Once again available on CD. In light of Furnace Mountain’s decision to release certain of their previous works on the CD format, here is a review I wrote of their 2010 album, Fields of Fescue. CDs are available through the band’s website.
Furnace Mountain is from Virginia (a state which has more musicians per square mile than any other, I do believe), but I found them in New Mexico, of all places. Aimee Curl, bassist and one of two FM voices, spent a bit of time in New Mexico it seems and while maintaining her interest in Furnace Mountain, joined a few other musicians in a band already established known as ThaMusement. ThaMusement were part of a growing circle of musicians and artists under the umbrella of Frogville Records, a collective which released not only albums by ThaMusement but that band’s head muse Nathan Moore and an early Furnace Mountain album, as well. Want a thrill? Check out ThaMusement’s 2006 album Never Settle For Less—an under the radar classic of outstanding music too good to be categorized Americana.
Well, Curl eventually headed back home to help keep the Furnace (Mountain) going and I for one am glad she did because she led me to Fields of Fescue, an album which instead of looking to the past brings the past to the present. Not that many bands out there really capture old-timey music and weave it into a fabric perfect for today. Hot Rize, maybe, and a few others, but they are few and far between. Sure, there are tons of musicians playing old-timey music, but they make you hear old-timey music. Furnace Mountain (and Hot Rize, etc.) make you hear just music because what they play is so good it defies categorization. I know I say that about a lot of artists and bands, but there are a lot of great artists and bands out there. And Furnace Mountain is surely among them.
------------
### GOAL 1:
Which collective released an early Furnace Mountain album, according to the Furnace Mountain review?
### GOAL 2:
Summarize the Furnace Mountain review in two sentences.
------------
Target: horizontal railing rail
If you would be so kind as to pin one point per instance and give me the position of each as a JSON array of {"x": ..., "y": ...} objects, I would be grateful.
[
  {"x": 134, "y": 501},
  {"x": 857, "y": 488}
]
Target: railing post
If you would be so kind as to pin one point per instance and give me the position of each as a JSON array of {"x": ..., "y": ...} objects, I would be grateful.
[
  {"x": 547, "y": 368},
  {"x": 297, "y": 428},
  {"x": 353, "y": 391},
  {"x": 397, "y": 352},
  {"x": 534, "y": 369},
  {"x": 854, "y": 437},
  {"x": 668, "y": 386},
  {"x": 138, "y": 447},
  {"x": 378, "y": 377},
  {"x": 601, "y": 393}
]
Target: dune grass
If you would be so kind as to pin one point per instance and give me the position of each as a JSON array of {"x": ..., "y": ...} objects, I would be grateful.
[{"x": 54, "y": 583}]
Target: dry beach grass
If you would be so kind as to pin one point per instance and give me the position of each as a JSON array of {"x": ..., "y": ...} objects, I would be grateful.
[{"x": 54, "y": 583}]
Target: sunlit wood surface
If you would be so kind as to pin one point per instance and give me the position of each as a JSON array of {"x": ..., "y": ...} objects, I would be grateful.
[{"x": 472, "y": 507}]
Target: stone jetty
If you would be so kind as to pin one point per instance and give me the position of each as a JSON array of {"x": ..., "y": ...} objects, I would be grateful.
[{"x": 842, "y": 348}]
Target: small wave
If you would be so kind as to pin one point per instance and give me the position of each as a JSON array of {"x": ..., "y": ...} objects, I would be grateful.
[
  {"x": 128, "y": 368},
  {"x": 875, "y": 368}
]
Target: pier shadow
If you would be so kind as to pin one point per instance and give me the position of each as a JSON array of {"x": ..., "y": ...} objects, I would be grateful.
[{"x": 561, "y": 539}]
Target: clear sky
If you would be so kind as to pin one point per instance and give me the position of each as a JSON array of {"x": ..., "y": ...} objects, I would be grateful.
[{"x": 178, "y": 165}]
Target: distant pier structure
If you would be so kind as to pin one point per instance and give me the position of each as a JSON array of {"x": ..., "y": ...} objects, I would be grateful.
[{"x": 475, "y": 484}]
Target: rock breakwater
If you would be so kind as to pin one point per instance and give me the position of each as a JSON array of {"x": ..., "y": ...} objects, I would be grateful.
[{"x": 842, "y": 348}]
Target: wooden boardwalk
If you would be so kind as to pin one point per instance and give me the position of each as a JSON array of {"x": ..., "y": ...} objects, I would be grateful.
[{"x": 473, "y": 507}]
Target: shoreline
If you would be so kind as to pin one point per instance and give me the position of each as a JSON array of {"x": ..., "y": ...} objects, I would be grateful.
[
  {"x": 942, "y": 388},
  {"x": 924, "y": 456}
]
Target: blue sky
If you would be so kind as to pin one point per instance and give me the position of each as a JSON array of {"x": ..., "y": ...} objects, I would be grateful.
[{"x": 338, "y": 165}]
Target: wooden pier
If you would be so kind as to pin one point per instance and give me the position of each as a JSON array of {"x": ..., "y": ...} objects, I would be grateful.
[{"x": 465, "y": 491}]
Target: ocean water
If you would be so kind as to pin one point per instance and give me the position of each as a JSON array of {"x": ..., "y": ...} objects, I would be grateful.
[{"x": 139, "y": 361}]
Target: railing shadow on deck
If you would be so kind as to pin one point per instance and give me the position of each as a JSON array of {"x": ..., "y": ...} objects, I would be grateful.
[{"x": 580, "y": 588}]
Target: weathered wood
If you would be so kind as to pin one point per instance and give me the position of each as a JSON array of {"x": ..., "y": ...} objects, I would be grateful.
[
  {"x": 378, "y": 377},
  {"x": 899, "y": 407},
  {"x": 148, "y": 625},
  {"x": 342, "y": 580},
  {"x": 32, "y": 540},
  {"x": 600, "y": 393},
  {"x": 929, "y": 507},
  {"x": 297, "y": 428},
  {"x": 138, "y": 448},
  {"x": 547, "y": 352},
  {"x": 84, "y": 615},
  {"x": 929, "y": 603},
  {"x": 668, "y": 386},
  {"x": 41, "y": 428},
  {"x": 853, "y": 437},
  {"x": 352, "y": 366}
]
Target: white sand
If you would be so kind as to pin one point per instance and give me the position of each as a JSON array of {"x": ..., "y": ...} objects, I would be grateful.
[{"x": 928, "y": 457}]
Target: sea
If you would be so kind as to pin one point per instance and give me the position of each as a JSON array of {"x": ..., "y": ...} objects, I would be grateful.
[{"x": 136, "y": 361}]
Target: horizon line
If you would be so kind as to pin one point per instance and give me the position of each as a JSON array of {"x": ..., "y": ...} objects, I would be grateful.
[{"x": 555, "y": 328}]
------------
### TASK RESULT 1:
Frogville Records.

### TASK RESULT 2:
The review covers Furnace Mountain's 2010 album Fields of Fescue, which is once again available on CD, and explains that the writer found this Virginia band through bassist Aimee Curl's time in New Mexico with ThaMusement, part of the Frogville Records collective. The writer praises the album for bringing old-timey music into the present with playing so good it defies categorization, placing the band among the few, like Hot Rize, that manage this.